◆ **AIM OF THE EXERCISE**
Only one stretch of the data below is wanted: the lines from the one with "For the audit set, annotate each instance of the hillside" through the one with "For the audit set, annotate each instance of the large", repeated exactly.
Segment Start: SUPPLIED DATA
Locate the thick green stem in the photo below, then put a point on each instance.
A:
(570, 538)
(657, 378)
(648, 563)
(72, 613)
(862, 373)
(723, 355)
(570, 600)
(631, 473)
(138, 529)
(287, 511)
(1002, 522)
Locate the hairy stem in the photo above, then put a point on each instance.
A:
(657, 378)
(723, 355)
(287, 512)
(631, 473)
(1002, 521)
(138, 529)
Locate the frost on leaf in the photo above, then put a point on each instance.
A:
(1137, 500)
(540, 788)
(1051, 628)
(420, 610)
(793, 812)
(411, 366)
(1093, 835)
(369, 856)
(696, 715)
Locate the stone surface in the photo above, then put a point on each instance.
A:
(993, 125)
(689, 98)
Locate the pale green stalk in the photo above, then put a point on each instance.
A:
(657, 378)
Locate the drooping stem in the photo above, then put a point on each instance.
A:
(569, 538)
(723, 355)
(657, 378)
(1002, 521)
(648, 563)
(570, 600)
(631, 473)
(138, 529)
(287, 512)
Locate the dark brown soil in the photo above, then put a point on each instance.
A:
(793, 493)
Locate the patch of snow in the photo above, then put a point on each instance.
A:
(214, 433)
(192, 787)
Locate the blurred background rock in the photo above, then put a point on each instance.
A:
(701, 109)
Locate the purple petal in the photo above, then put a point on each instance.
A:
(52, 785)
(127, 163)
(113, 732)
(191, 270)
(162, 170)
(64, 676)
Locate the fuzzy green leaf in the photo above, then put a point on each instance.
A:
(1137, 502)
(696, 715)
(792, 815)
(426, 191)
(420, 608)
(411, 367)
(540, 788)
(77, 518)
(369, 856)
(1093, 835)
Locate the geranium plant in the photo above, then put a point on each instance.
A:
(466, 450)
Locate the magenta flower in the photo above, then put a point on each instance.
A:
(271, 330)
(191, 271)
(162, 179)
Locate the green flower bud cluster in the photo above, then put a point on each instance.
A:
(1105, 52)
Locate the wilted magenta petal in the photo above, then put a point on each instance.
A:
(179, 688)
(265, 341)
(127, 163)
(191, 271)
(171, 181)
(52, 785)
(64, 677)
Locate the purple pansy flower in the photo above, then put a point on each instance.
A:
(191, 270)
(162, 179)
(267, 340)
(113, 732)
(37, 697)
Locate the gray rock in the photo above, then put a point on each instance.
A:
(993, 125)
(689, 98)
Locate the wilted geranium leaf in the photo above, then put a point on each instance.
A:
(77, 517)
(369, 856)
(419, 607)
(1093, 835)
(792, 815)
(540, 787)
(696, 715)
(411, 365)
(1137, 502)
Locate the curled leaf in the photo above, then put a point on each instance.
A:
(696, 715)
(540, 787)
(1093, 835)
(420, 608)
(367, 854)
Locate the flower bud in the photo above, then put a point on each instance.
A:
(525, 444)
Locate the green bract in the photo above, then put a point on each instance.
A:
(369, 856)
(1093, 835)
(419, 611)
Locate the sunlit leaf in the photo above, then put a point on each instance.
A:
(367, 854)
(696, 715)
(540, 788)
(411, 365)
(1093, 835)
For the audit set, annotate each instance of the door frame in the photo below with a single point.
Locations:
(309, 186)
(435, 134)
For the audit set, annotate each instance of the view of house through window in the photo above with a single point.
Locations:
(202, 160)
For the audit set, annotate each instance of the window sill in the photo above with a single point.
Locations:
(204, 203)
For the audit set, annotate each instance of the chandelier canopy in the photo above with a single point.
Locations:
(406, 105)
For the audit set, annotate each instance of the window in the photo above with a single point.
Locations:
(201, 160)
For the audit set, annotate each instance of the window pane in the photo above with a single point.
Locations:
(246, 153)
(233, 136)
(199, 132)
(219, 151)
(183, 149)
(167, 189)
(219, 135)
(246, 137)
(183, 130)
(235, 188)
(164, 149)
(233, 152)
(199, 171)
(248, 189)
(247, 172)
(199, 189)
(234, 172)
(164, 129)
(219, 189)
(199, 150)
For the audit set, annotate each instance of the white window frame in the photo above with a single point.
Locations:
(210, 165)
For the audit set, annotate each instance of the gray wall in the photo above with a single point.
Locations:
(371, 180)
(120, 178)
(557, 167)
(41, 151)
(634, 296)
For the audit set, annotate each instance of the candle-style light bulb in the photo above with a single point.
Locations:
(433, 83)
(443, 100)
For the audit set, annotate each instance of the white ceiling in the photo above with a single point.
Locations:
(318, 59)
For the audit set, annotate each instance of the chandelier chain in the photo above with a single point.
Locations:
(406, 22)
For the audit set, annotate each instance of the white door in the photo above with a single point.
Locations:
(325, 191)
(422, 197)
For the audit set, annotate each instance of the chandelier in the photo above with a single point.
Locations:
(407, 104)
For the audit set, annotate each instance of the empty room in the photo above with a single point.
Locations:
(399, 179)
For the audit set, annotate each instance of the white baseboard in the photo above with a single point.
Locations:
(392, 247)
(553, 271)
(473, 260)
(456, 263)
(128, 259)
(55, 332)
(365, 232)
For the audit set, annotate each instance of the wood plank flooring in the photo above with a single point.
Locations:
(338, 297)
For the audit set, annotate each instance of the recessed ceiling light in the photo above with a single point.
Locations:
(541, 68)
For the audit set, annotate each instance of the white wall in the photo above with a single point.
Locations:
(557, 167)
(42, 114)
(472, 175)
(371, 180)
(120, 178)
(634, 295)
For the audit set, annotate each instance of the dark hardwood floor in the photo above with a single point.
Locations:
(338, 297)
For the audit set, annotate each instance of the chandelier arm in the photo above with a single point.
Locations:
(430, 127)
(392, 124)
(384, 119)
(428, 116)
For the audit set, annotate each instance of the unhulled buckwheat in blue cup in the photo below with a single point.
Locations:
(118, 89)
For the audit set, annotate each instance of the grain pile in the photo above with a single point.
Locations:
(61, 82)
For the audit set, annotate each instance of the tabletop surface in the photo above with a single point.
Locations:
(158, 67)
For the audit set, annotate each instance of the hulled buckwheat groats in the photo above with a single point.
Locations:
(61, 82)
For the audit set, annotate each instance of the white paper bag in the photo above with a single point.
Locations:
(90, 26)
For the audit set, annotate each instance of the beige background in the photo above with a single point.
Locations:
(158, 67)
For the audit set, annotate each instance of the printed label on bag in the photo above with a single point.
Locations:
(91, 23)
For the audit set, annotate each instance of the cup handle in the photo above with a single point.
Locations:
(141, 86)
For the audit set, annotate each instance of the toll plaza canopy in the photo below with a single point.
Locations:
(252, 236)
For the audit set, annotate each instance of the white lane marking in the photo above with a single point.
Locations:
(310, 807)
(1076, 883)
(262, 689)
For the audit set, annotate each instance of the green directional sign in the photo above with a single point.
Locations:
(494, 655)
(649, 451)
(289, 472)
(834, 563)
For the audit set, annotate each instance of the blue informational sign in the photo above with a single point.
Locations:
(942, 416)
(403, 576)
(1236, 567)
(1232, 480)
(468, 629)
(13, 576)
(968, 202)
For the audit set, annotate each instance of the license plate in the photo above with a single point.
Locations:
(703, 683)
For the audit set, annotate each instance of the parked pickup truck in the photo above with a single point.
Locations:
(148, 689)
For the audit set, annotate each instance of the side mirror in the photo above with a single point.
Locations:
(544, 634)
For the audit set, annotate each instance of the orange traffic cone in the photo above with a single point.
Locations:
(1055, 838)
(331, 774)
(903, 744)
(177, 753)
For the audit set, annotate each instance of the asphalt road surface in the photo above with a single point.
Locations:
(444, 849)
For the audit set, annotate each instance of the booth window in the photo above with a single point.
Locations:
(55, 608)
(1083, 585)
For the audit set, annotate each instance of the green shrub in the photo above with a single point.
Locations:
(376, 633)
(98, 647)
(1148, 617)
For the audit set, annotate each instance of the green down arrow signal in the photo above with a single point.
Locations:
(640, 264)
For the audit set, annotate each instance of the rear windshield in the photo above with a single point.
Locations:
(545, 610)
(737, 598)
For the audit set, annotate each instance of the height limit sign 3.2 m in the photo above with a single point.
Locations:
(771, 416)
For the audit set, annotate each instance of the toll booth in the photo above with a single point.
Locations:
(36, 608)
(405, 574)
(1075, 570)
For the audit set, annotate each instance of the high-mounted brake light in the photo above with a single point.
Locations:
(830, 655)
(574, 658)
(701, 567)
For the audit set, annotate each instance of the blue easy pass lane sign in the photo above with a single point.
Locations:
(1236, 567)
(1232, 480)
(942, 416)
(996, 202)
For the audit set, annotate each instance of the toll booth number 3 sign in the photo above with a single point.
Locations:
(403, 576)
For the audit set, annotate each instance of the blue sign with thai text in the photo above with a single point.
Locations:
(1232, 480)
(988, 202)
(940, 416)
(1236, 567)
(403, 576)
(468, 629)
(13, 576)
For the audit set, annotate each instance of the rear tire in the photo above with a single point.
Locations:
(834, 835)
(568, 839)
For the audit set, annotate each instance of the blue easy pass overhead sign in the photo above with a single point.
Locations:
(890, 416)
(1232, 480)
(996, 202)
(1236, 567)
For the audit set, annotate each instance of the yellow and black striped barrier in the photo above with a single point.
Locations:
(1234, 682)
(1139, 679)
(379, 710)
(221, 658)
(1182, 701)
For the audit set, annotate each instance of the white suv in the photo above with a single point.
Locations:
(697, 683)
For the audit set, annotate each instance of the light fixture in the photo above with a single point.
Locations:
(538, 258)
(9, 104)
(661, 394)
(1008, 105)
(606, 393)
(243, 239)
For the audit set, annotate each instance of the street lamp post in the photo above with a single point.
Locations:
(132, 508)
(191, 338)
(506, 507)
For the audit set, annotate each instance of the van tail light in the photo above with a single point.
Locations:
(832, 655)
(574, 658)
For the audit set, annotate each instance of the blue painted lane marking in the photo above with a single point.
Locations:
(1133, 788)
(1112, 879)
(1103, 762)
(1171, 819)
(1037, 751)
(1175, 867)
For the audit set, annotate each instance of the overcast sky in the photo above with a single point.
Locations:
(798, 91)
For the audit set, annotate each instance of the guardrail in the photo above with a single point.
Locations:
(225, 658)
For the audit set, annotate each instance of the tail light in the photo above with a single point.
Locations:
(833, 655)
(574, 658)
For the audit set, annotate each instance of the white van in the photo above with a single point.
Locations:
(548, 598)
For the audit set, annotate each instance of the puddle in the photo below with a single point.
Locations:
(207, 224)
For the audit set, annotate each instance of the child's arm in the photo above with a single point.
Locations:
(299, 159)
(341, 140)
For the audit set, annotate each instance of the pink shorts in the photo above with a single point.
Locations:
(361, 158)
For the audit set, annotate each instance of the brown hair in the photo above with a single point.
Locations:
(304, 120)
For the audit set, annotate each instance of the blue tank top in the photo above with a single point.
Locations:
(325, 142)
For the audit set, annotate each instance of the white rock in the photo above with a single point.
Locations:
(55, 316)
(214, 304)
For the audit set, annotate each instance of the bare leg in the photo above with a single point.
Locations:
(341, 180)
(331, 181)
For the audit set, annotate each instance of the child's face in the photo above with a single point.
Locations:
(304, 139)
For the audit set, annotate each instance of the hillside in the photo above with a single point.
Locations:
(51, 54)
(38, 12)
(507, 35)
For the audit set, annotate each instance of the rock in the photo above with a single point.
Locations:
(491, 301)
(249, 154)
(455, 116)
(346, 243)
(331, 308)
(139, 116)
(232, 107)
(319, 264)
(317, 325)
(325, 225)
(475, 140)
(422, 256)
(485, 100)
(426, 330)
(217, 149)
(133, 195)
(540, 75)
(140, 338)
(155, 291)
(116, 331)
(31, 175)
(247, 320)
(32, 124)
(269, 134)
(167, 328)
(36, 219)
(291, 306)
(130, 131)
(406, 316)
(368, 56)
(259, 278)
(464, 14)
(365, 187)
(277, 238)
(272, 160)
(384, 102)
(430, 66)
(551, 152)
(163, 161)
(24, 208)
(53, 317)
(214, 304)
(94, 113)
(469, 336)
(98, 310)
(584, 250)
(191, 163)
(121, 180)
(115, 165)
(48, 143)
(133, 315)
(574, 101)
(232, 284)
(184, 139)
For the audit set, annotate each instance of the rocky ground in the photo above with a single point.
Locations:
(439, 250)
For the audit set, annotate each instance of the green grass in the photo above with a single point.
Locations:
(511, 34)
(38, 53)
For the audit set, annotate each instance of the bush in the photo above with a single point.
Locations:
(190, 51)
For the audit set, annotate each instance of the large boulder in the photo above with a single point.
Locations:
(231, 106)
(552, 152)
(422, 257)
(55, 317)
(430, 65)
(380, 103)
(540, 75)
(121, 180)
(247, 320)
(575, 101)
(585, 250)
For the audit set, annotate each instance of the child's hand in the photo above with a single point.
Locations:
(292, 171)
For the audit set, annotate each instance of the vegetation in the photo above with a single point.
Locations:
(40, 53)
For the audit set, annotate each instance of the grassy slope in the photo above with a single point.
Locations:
Segment End: SUPPLIED DATA
◆ **EXERCISE RESULT**
For the audit set, annotate each instance of the hillside in the photo above with a single point.
Locations:
(51, 54)
(38, 12)
(507, 35)
For the audit set, annotate each instance of the rock in the photo above with a single point.
Locations:
(491, 301)
(249, 154)
(455, 116)
(346, 243)
(331, 308)
(139, 116)
(232, 107)
(319, 264)
(317, 325)
(325, 225)
(475, 140)
(422, 256)
(485, 100)
(426, 330)
(217, 149)
(133, 195)
(540, 75)
(140, 338)
(155, 291)
(116, 331)
(31, 175)
(247, 320)
(32, 124)
(269, 134)
(167, 328)
(36, 219)
(291, 306)
(130, 131)
(406, 316)
(368, 56)
(259, 278)
(464, 14)
(365, 187)
(277, 238)
(272, 160)
(384, 102)
(430, 66)
(551, 152)
(163, 161)
(24, 208)
(53, 317)
(214, 304)
(94, 113)
(469, 336)
(98, 310)
(584, 250)
(191, 163)
(121, 180)
(115, 165)
(48, 143)
(133, 315)
(574, 101)
(232, 284)
(184, 139)
For the audit set, annotate each instance of the rocky ground in the photo above with a single point.
Locations:
(439, 250)
For the audit set, annotate each instance of the green grass in the photo above with a single point.
Locations:
(511, 34)
(38, 53)
For the audit set, annotate each instance of the bush in the photo above with a single point.
Locations:
(190, 51)
For the audit set, annotate each instance of the large boulder in the photo above with a single point.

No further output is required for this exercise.